** Opening Information block **

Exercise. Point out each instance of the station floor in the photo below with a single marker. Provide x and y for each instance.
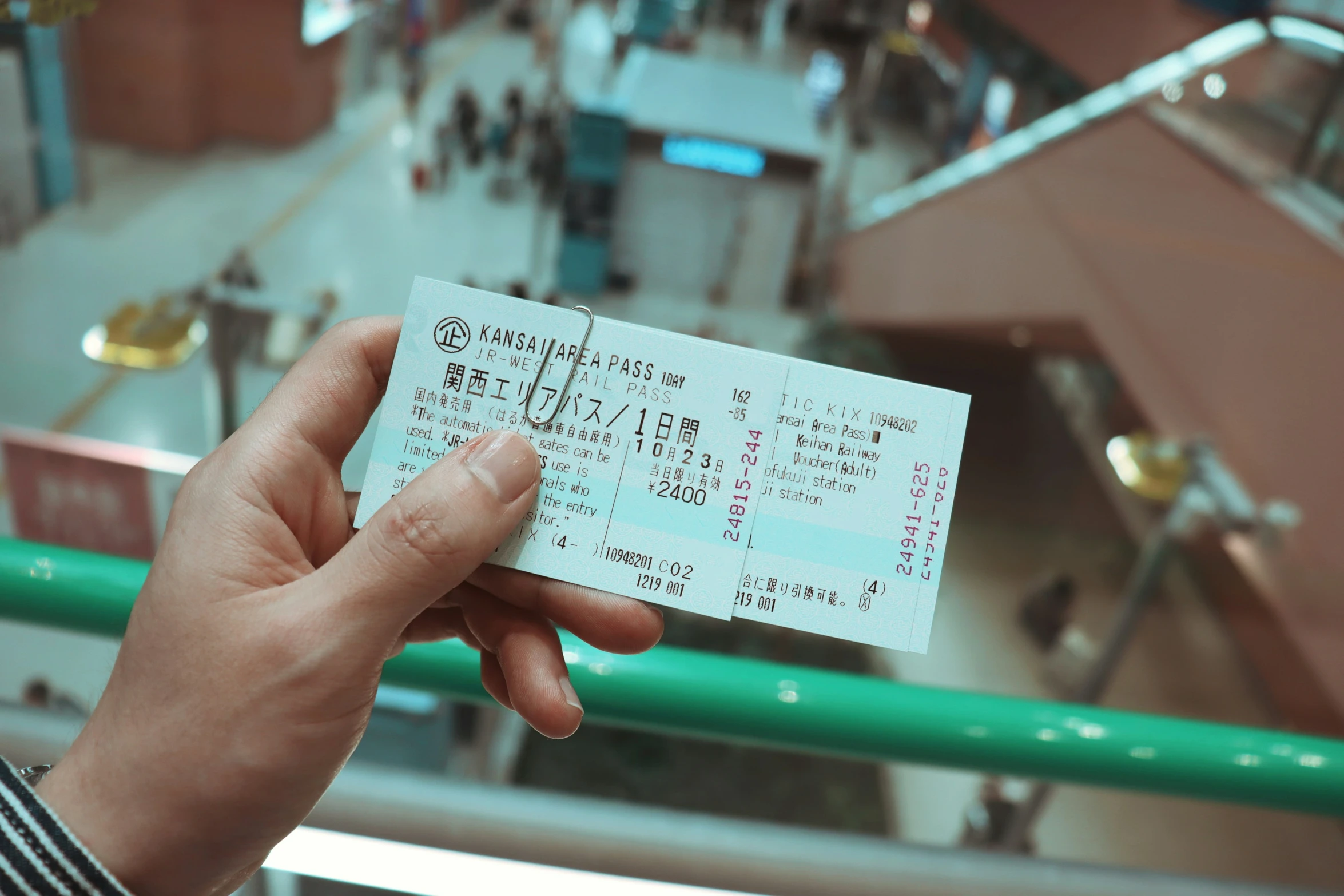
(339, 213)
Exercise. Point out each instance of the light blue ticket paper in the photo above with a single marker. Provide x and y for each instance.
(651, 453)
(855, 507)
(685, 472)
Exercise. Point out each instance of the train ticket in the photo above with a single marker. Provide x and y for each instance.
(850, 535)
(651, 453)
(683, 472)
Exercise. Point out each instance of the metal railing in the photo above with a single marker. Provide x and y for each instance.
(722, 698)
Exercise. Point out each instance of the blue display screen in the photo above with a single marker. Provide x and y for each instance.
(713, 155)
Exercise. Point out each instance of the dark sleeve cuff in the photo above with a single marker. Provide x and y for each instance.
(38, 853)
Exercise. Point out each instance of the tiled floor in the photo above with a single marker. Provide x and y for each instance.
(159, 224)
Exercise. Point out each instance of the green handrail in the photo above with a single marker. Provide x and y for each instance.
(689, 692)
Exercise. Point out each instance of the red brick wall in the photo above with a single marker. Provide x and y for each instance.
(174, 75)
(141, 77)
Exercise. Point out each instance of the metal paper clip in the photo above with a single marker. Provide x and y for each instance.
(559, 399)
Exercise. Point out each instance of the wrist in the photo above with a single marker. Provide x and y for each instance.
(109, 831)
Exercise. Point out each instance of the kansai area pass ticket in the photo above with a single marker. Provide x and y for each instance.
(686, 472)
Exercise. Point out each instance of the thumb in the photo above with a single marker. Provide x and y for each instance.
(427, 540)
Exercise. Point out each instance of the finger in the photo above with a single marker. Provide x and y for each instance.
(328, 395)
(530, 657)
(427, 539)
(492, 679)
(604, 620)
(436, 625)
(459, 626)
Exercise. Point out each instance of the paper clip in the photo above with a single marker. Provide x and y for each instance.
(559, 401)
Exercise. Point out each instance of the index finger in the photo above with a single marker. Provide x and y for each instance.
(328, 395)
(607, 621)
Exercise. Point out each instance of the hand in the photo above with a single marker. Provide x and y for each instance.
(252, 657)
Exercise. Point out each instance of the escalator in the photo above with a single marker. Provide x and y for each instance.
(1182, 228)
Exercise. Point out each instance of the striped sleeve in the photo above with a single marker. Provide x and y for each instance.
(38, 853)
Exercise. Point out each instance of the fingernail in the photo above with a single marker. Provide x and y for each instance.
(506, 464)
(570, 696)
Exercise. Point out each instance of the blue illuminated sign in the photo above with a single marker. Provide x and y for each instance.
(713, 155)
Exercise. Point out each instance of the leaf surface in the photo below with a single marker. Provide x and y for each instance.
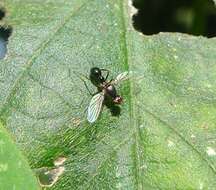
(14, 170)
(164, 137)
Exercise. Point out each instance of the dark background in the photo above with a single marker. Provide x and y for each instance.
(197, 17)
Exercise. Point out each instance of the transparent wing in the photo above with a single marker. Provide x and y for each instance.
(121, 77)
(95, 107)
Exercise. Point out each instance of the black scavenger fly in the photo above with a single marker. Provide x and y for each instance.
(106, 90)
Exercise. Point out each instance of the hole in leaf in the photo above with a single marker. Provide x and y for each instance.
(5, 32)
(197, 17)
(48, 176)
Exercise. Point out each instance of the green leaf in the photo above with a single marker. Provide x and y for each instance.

** Closing Information block **

Full transcription without images: please go through the records and repeat them exactly.

* _Your response_
Exercise. Point out each instance of the station floor in the photo below with a single marker. Provide x and y for each instance.
(339, 213)
Exercise. Point out each instance of the light blue ticket paper in the photo above with a single marker. Provide x and y for each instance.
(651, 453)
(855, 507)
(685, 472)
Exercise. Point out each instance of the train ticket in the photo above with a single marker. Provide x and y for each instance.
(850, 535)
(651, 453)
(683, 472)
Exercise. Point out each instance of the metal railing in the photo above with a single marker. Provide x and y for each instance.
(722, 698)
Exercise. Point out each instance of the blue display screen in the photo above with a single marker. Provide x and y for each instance.
(713, 155)
Exercise. Point out each instance of the dark sleeve cuff in the photo above with a single marker. Provide x and y for each instance.
(38, 853)
Exercise. Point out each instance of the tiled floor in the photo above with a single marker. Provide x and y for each instance.
(159, 224)
Exercise. Point out each instance of the green handrail in the photo above with a single marker. Provide x and y for each instance.
(689, 692)
Exercise. Point out each instance of the red brick wall in the photo above with a single marker. Provide x and y for each instance.
(174, 75)
(141, 77)
Exercise. Point out each instance of the metal paper clip in the photo above with a single marker. Provide x and y for each instance.
(559, 399)
Exercise. Point out each instance of the wrist in the photo above with a single marker. Provide x and y for each instance.
(109, 831)
Exercise. Point out each instance of the kansai area pass ticket in the photo above with a single marker. Provide x and y for each instance.
(686, 472)
Exercise. Point out each instance of the thumb in the photo above with a single marker. Provide x and y for each instance.
(427, 540)
Exercise. Point out each instance of the finger in the photo above with a single marker. Provide x and y for each instance.
(328, 395)
(530, 657)
(427, 539)
(492, 679)
(604, 620)
(436, 625)
(459, 626)
Exercise. Point out each instance of the paper clip in the photo above with a single marker. Provide x and y for each instance.
(559, 401)
Exercise. Point out each instance of the index finger in the photo above with a single marker. Provide x and y for each instance.
(328, 395)
(607, 621)
Exercise. Point out each instance of the hand in the photo above with a single marker. Provide x and y for each instance.
(252, 657)
Exercise. Point out each instance of the escalator in the photo above with a single marker. Provide x and y for each instance.
(1182, 228)
Exercise. Point out each instance of the striped sleeve in the photo above with a single marker. Provide x and y for each instance.
(38, 853)
Exercise. Point out each instance of the fingernail in the photo above with a single marker. Provide x and y for each instance.
(506, 464)
(570, 696)
Exercise. Point out each instance of the blue illuminated sign in the photo above with a single marker. Provide x and y for each instance.
(713, 155)
Exercise. Point out each instance of the leaf surface in the photo below with a single marker. Provide x and y for each instance.
(14, 170)
(164, 137)
Exercise. Point out each instance of the dark background in the photo above with a single marker. Provide x and y for each instance.
(197, 17)
Exercise. Point out each instance of the transparent wing in the photo above with a single marker. Provide x and y for each instance.
(121, 77)
(95, 107)
Exercise. Point out each instance of the black scavenger fly in the photo above with a single marker. Provide x and y for each instance.
(106, 90)
Exercise. Point out each instance of the hole in leaf in the photo above with a single marker. Provide x and y for each instance.
(5, 32)
(197, 17)
(48, 176)
Exercise. Point out each instance of the green leaf in the photo above with a single marker. Provide x and y for each instance.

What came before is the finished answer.